§ Selected excerpt:
--- --- ---

# Had a little surprise on my Muskrat line Today



## pigeon (Jan 25, 2009)




----------



## sureshot006 (Sep 8, 2010)

That is awesome


----------



## jeffm (Sep 20, 2008)

pigeon said:


> View attachment 620673
> View attachment 620671


That's a bad ass catch.


----------



## mjh4 (Feb 2, 2018)

That's a one in a million, better buy a lotto ticket!


Sent from my iPhone using Michigan Sportsman


----------



## sureshot006 (Sep 8, 2010)

Could they be freeze dried like that?


----------



## pigeon (Jan 25, 2009)

sureshot006 said:


> Could they be freeze dried like that?


I’m little in getting mounted lol, not sure what they can do?


----------



## sureshot006 (Sep 8, 2010)

pigeon said:


> I’m little in getting mounted lol, not sure what they can do?


My brother had a big ermine dried.


----------



## Big Skip (Sep 1, 2010)

That's wicked cool. I would display that as is for conversation piece for sure

Sent from my SM-A205U using Tapatalk


----------



## Thirty pointer (Jan 1, 2015)

Powerful little critters my brother had one get into his chickens through a small hole and dragged one across the floor and had it pulled well into the hole .


----------



## FREEPOP (Apr 11, 2002)

--- --- ---

§ Objective A:
Answer these questions about the muskrat line thread, one per line:
(i) What does mjh4 say the poster should buy?
(ii) What did sureshot006's brother have dried?
(iii) How would Big Skip display the catch?
§ Objective B: Print everything in the muskrat line thread from "That's wicked cool." down to "into the hole .".
The lines that come next have no connection to the muskrat line thread.

--- --- ---

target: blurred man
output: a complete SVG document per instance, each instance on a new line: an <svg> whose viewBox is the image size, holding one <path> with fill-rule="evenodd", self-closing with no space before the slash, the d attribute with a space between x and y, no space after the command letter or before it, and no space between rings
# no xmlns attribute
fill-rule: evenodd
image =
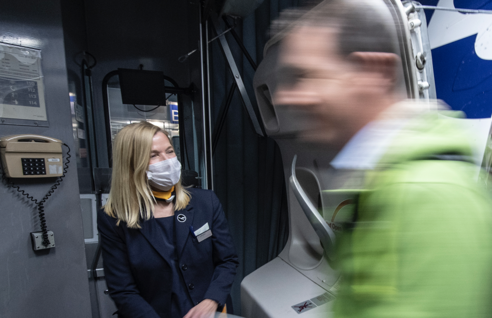
<svg viewBox="0 0 492 318"><path fill-rule="evenodd" d="M335 168L366 171L370 191L338 242L335 316L489 316L492 204L468 138L403 101L394 23L377 2L330 2L285 32L273 103L310 114L300 138L339 149Z"/></svg>

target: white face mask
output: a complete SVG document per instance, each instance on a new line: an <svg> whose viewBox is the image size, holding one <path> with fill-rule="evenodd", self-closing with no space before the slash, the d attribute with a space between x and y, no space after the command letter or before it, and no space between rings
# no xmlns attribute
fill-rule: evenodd
<svg viewBox="0 0 492 318"><path fill-rule="evenodd" d="M169 191L181 176L181 164L174 157L149 165L147 177L150 185L162 191Z"/></svg>

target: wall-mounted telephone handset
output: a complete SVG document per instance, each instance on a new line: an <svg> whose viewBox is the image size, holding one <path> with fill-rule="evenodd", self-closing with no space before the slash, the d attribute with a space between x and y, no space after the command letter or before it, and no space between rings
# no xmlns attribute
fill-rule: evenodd
<svg viewBox="0 0 492 318"><path fill-rule="evenodd" d="M63 167L62 145L68 149L67 162ZM54 247L53 232L48 231L43 205L54 192L65 176L70 163L70 149L66 144L54 138L33 134L14 135L0 138L0 157L3 169L2 178L9 185L37 205L41 232L31 233L32 248L35 251ZM21 190L11 178L58 177L48 193L41 200Z"/></svg>
<svg viewBox="0 0 492 318"><path fill-rule="evenodd" d="M11 178L61 176L61 140L37 135L0 138L0 155L6 176Z"/></svg>

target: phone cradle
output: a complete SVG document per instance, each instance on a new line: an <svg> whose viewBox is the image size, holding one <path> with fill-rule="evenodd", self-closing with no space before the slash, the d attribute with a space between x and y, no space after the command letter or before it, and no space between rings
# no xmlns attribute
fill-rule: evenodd
<svg viewBox="0 0 492 318"><path fill-rule="evenodd" d="M50 244L48 245L43 245L43 232L31 232L31 243L32 244L32 249L35 251L51 248L55 247L55 236L52 231L48 231L48 240Z"/></svg>

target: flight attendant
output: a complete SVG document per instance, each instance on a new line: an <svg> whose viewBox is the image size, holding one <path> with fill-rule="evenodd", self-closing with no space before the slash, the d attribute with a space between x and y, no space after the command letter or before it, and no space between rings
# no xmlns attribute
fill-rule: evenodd
<svg viewBox="0 0 492 318"><path fill-rule="evenodd" d="M185 189L169 136L142 122L118 133L99 212L104 271L118 316L198 318L231 308L238 256L210 190Z"/></svg>

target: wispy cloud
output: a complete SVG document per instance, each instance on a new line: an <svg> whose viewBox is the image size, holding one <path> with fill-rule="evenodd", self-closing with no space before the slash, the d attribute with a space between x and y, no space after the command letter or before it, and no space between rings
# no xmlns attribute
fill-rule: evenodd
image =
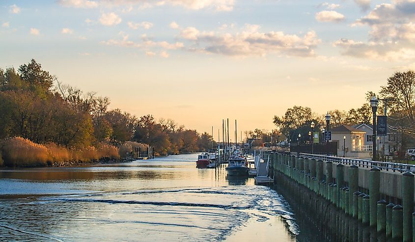
<svg viewBox="0 0 415 242"><path fill-rule="evenodd" d="M70 28L64 27L62 29L62 31L61 31L61 32L65 34L72 34L73 33L74 30L71 29Z"/></svg>
<svg viewBox="0 0 415 242"><path fill-rule="evenodd" d="M153 27L153 24L152 23L148 22L142 22L141 23L133 23L132 22L128 22L127 25L130 28L133 29L138 29L139 27L142 27L145 29L148 29Z"/></svg>
<svg viewBox="0 0 415 242"><path fill-rule="evenodd" d="M247 25L244 31L233 34L188 27L181 31L180 37L193 42L189 51L235 56L265 56L272 53L312 56L321 42L313 31L299 36L282 31L260 32L259 28L258 26Z"/></svg>
<svg viewBox="0 0 415 242"><path fill-rule="evenodd" d="M318 6L317 6L317 7L324 7L327 8L327 9L335 9L336 8L340 7L340 4L329 3L329 2L326 2L319 4Z"/></svg>
<svg viewBox="0 0 415 242"><path fill-rule="evenodd" d="M40 34L40 31L37 28L30 28L30 34L33 35L39 35Z"/></svg>
<svg viewBox="0 0 415 242"><path fill-rule="evenodd" d="M344 15L335 11L322 11L316 13L315 18L321 22L339 22L344 20Z"/></svg>
<svg viewBox="0 0 415 242"><path fill-rule="evenodd" d="M20 12L20 8L16 4L13 4L10 6L10 11L12 13L19 13Z"/></svg>
<svg viewBox="0 0 415 242"><path fill-rule="evenodd" d="M99 22L103 25L112 26L121 23L121 18L114 13L103 13L99 19Z"/></svg>
<svg viewBox="0 0 415 242"><path fill-rule="evenodd" d="M354 0L362 11L365 12L370 8L370 0Z"/></svg>
<svg viewBox="0 0 415 242"><path fill-rule="evenodd" d="M92 8L98 6L97 1L88 0L59 0L58 2L65 7L80 8Z"/></svg>

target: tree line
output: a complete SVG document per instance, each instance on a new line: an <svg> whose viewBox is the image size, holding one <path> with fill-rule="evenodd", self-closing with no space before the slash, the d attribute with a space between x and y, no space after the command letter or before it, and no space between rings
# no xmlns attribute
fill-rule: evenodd
<svg viewBox="0 0 415 242"><path fill-rule="evenodd" d="M415 72L413 71L394 73L387 79L386 84L380 87L379 93L367 92L366 102L360 107L348 111L329 111L331 127L362 123L371 125L373 113L370 101L374 96L380 99L377 115L384 115L387 104L388 128L390 132L400 137L399 148L405 150L415 146ZM311 122L315 124L315 131L325 128L325 115L313 112L308 107L294 106L288 108L282 116L275 116L273 123L277 133L280 133L281 140L296 142L299 134L302 137L308 136Z"/></svg>
<svg viewBox="0 0 415 242"><path fill-rule="evenodd" d="M110 104L108 97L63 84L34 59L17 70L0 68L2 140L20 137L34 144L77 150L102 144L119 148L134 141L154 147L160 155L207 150L212 145L213 138L206 133L200 134L171 119L110 109Z"/></svg>

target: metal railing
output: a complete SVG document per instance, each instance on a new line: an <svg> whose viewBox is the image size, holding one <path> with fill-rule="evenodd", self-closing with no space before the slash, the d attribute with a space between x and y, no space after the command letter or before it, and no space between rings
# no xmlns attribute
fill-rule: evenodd
<svg viewBox="0 0 415 242"><path fill-rule="evenodd" d="M372 151L373 149L373 145L361 145L353 149L353 151Z"/></svg>
<svg viewBox="0 0 415 242"><path fill-rule="evenodd" d="M341 163L344 165L352 165L352 164L354 164L360 167L365 167L369 169L376 167L381 170L386 171L390 170L394 172L395 171L401 173L406 171L415 171L415 165L404 164L403 163L378 161L369 160L323 156L307 153L300 153L299 156L303 158L321 160L324 161L331 161L336 163Z"/></svg>

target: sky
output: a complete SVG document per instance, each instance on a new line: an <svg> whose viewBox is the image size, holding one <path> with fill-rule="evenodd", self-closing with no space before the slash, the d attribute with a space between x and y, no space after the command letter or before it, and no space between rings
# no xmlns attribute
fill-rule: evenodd
<svg viewBox="0 0 415 242"><path fill-rule="evenodd" d="M415 0L2 0L0 56L217 140L222 119L360 107L415 67Z"/></svg>

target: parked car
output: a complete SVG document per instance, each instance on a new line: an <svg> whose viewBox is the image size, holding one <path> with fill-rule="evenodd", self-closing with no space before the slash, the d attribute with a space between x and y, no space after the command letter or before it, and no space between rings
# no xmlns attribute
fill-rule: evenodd
<svg viewBox="0 0 415 242"><path fill-rule="evenodd" d="M406 150L405 157L411 161L415 161L415 148Z"/></svg>

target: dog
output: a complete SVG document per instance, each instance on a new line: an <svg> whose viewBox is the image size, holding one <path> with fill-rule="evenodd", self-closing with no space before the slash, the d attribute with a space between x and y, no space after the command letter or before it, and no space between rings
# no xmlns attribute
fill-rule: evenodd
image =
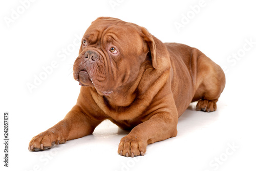
<svg viewBox="0 0 256 171"><path fill-rule="evenodd" d="M38 151L92 134L109 119L130 130L118 153L144 156L147 144L176 136L178 118L191 102L216 110L225 84L219 66L197 49L163 43L143 27L101 17L83 35L74 66L81 86L76 104L63 120L37 136Z"/></svg>

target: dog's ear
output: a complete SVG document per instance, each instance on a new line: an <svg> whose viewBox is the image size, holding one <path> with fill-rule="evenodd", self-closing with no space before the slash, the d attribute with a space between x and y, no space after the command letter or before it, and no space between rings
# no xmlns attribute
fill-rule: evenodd
<svg viewBox="0 0 256 171"><path fill-rule="evenodd" d="M141 32L143 33L142 37L144 41L147 44L150 48L152 66L154 68L157 69L157 46L154 40L154 37L144 27L141 27Z"/></svg>
<svg viewBox="0 0 256 171"><path fill-rule="evenodd" d="M80 49L79 49L79 55L80 55L80 54L81 53L81 52L82 52L82 40L81 42L81 46L80 46Z"/></svg>

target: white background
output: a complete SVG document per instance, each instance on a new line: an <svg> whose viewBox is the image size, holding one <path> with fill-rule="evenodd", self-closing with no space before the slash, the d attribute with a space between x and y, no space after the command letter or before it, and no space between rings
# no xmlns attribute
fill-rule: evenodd
<svg viewBox="0 0 256 171"><path fill-rule="evenodd" d="M9 167L3 166L1 142L1 170L256 169L252 1L205 0L200 10L195 7L200 0L28 2L2 1L0 5L3 140L3 114L10 114ZM118 4L113 7L112 2ZM187 15L189 20L184 19ZM143 26L163 42L196 47L225 67L226 86L217 111L196 112L196 103L191 104L179 118L177 136L148 145L144 157L118 155L120 139L128 133L109 122L92 135L50 151L29 152L30 139L62 119L75 104L80 87L73 78L72 65L77 44L91 23L101 16ZM13 20L8 24L7 18ZM182 22L178 31L175 23ZM33 84L53 61L57 67L30 92L27 84Z"/></svg>

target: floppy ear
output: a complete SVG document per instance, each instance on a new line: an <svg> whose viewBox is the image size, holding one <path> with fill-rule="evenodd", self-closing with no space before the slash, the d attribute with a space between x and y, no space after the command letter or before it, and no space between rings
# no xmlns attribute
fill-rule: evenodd
<svg viewBox="0 0 256 171"><path fill-rule="evenodd" d="M151 54L151 59L152 66L154 68L157 69L157 46L153 36L150 34L148 31L144 27L141 27L141 31L143 34L144 41L146 42L150 47L150 53Z"/></svg>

--- --- ---

§ Full response A:
(i) A lotto ticket.
(ii) A big ermine.
(iii) As is, as a conversation piece.

§ Full response B:
That's wicked cool. I would display that as is for conversation piece for sure

Sent from my SM-A205U using Tapatalk


----------



## Thirty pointer (Jan 1, 2015)

Powerful little critters my brother had one get into his chickens through a small hole and dragged one across the floor and had it pulled well into the hole .